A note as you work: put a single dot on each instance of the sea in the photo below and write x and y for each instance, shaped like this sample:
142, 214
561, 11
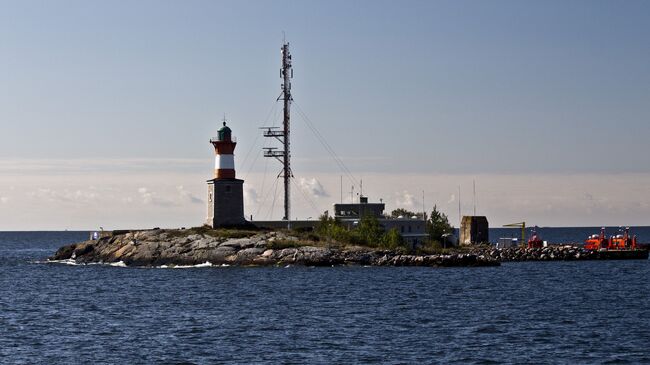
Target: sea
519, 313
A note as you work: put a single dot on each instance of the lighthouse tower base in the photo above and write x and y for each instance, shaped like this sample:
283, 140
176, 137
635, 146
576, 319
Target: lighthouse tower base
226, 203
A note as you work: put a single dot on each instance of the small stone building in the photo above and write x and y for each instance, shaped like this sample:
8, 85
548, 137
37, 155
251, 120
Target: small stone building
474, 229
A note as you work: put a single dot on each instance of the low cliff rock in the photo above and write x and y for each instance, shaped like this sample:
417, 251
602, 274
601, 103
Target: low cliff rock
185, 247
555, 253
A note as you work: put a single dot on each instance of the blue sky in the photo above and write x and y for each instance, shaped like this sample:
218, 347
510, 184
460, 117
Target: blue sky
124, 95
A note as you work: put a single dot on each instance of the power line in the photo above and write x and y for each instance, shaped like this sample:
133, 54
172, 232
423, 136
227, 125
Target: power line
326, 145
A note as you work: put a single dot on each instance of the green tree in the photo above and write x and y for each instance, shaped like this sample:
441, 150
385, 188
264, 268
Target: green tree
392, 239
437, 225
369, 230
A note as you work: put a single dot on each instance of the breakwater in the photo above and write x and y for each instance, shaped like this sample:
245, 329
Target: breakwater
179, 247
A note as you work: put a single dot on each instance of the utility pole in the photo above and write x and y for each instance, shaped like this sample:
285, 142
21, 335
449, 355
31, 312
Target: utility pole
284, 156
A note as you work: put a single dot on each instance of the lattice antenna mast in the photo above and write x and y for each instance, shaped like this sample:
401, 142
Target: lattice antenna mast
284, 156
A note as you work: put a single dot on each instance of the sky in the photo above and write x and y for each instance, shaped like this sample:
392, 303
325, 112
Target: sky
106, 108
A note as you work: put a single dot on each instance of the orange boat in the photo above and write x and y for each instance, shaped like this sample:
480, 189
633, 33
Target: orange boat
535, 241
597, 241
619, 242
623, 241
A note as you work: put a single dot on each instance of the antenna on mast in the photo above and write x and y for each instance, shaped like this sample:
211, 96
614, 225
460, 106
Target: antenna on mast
474, 185
284, 156
460, 217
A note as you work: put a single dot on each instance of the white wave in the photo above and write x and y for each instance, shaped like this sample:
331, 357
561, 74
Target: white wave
205, 264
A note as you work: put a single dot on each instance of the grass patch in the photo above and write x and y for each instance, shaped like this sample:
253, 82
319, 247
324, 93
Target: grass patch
279, 244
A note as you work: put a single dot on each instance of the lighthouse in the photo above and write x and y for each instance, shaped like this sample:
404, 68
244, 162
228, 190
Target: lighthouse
225, 191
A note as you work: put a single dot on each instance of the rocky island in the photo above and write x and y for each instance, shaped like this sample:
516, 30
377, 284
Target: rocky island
196, 246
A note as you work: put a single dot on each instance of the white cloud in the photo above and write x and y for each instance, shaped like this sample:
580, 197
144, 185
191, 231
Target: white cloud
251, 198
187, 196
149, 197
313, 187
404, 199
64, 195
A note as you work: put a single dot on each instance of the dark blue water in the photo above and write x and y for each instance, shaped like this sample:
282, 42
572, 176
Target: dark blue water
545, 312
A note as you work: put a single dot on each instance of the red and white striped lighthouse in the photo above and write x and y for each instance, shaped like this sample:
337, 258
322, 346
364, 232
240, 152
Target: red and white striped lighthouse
224, 148
225, 192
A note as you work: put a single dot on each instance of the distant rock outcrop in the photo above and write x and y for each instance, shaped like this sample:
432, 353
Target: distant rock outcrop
185, 247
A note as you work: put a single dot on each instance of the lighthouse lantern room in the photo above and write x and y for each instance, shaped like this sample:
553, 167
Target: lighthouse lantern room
225, 191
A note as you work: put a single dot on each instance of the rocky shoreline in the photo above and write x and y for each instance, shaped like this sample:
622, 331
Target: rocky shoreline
158, 247
557, 253
181, 248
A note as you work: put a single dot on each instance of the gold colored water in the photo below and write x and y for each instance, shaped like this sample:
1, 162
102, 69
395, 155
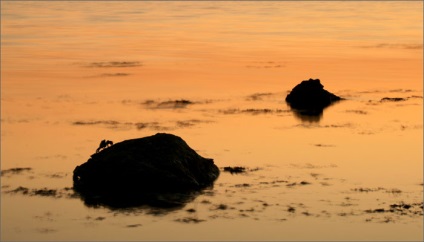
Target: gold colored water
74, 73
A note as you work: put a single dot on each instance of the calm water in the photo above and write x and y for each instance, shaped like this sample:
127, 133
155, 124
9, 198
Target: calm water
74, 73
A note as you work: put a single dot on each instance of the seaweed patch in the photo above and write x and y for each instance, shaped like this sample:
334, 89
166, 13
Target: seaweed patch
15, 171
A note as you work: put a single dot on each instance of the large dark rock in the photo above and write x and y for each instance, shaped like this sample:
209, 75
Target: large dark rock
152, 170
310, 98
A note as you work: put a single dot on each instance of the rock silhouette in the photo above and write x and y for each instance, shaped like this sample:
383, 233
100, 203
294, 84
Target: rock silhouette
159, 170
309, 98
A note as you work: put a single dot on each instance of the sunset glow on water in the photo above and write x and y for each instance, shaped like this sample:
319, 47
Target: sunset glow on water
74, 73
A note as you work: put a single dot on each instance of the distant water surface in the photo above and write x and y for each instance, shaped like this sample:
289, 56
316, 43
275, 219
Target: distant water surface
74, 73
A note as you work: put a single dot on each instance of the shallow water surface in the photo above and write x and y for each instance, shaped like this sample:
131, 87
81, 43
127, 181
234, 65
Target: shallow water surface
216, 74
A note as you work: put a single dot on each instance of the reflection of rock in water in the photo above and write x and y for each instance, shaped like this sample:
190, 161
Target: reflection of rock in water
160, 170
309, 99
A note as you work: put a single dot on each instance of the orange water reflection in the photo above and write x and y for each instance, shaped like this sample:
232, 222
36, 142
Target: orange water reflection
72, 76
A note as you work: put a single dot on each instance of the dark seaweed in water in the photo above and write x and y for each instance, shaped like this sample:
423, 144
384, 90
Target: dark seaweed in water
159, 170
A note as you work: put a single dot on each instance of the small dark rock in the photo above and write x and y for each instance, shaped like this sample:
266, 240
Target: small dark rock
310, 98
159, 170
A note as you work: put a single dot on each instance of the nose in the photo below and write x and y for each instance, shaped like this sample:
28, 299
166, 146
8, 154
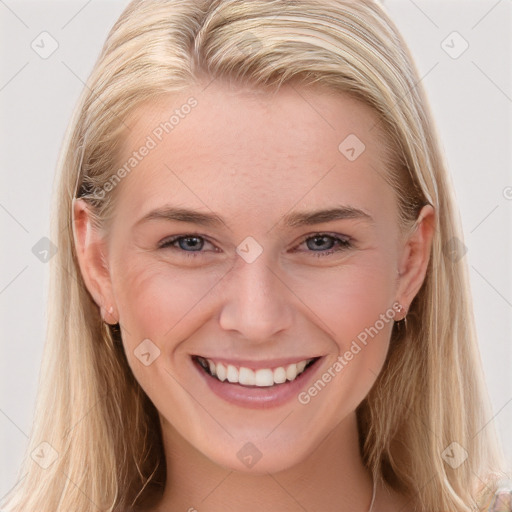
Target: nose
257, 302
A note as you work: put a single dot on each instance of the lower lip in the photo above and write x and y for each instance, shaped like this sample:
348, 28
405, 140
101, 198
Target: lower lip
256, 397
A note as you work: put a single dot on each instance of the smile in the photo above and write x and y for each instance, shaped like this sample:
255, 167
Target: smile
261, 377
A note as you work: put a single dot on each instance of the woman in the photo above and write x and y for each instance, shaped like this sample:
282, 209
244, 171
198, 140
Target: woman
205, 351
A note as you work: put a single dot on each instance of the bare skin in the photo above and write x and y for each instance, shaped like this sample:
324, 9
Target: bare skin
253, 159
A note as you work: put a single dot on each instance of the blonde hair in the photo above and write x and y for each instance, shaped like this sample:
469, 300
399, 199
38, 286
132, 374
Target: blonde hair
431, 391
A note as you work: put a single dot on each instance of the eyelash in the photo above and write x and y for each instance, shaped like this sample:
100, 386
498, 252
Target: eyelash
344, 244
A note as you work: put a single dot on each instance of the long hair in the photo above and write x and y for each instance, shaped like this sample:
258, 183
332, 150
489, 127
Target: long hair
94, 428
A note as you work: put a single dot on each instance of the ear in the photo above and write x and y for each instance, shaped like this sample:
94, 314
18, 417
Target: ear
415, 256
91, 254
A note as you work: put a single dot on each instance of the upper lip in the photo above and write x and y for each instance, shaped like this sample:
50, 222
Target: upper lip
251, 363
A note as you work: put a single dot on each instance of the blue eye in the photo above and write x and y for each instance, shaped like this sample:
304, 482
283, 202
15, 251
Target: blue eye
340, 243
196, 242
196, 245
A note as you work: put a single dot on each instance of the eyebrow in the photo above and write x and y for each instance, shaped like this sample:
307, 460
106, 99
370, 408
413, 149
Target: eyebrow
292, 220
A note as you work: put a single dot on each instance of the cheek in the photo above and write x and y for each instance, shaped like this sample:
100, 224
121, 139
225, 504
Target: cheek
351, 298
155, 298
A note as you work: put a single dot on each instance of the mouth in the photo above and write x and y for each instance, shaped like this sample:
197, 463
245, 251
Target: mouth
255, 377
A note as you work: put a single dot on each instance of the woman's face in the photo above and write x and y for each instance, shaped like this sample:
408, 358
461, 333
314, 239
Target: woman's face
259, 279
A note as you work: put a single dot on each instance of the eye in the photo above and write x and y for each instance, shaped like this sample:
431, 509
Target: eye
321, 239
190, 244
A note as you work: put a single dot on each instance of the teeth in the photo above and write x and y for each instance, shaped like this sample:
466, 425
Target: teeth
263, 377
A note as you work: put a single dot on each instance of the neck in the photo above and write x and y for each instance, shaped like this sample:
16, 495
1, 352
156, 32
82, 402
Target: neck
331, 477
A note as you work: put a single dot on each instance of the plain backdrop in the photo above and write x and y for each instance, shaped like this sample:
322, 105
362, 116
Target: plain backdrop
463, 54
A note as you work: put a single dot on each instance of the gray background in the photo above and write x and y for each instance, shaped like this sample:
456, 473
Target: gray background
472, 102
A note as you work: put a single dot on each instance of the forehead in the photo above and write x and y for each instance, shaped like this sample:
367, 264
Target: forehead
245, 152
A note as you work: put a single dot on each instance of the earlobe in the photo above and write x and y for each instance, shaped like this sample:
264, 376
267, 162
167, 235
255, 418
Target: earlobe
415, 256
90, 250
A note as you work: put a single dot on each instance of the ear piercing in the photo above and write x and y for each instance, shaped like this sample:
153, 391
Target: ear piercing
401, 309
110, 311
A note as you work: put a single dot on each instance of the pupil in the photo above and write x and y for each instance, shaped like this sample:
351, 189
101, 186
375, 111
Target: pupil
194, 244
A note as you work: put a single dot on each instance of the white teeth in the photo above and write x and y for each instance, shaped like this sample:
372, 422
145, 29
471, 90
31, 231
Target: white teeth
263, 377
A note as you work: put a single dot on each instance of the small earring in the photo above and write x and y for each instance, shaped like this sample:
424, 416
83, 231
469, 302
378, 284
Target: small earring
400, 309
110, 311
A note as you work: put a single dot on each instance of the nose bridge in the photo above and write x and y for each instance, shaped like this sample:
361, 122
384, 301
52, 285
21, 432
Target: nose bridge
256, 301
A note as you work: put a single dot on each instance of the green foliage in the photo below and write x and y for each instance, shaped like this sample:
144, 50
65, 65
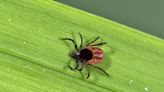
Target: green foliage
33, 59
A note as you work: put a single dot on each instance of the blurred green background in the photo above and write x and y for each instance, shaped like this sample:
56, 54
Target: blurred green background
145, 15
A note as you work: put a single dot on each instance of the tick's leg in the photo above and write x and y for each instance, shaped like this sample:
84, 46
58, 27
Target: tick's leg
81, 39
77, 65
102, 43
101, 70
69, 39
88, 71
93, 40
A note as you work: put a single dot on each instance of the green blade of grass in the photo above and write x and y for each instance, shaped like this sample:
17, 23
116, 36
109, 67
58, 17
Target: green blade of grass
33, 59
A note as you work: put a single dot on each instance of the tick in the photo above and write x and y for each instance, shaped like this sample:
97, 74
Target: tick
87, 56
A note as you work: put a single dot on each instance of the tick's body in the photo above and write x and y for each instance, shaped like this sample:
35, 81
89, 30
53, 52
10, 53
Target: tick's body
88, 55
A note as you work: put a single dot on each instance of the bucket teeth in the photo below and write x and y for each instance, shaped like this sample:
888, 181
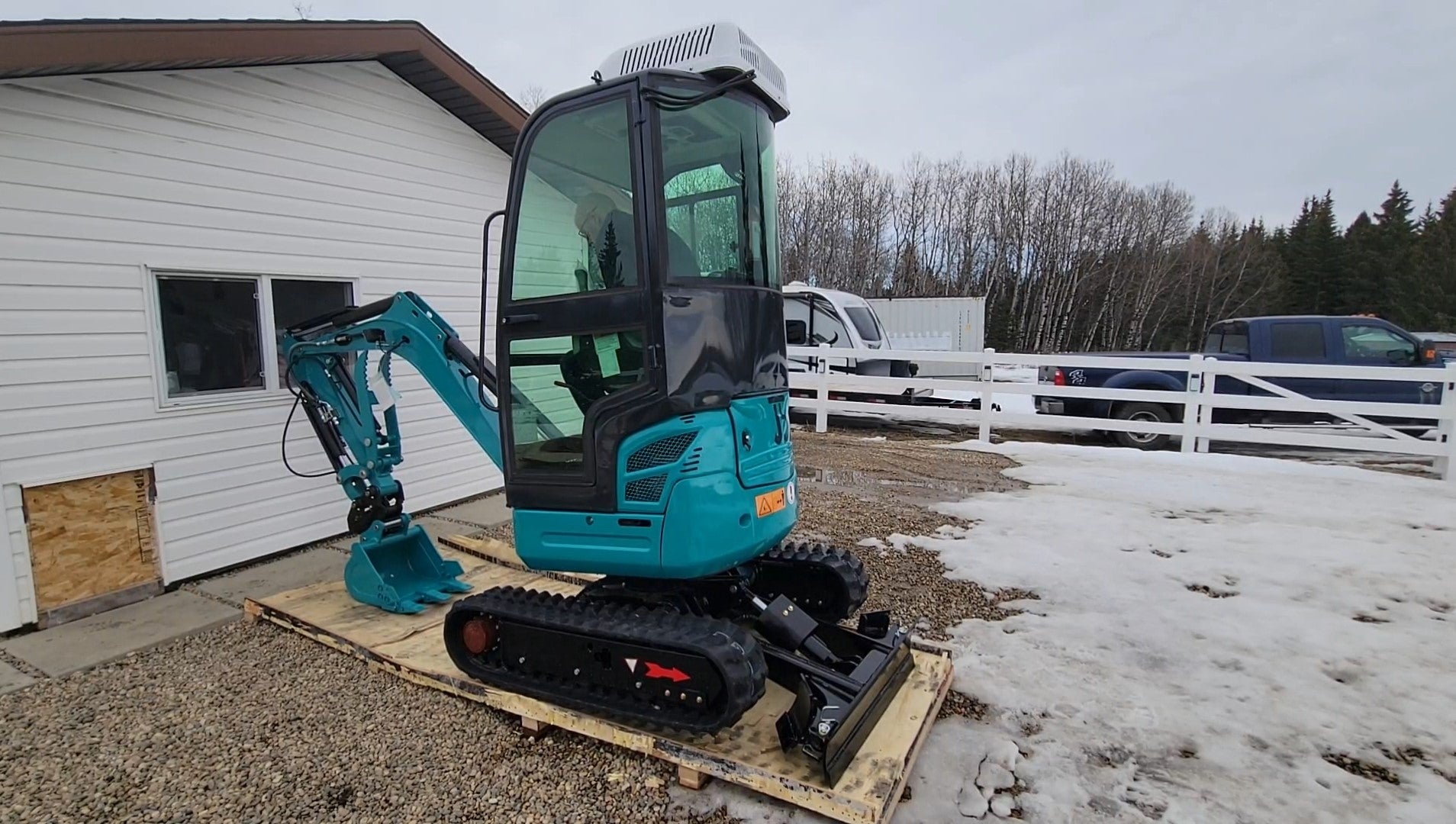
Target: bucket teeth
401, 572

[TASK STATEMENT] The string "below" may appear in lines of the entries above. Say how many such lines there are, as a number only.

[SOLUTION TO THE PROBLEM] 5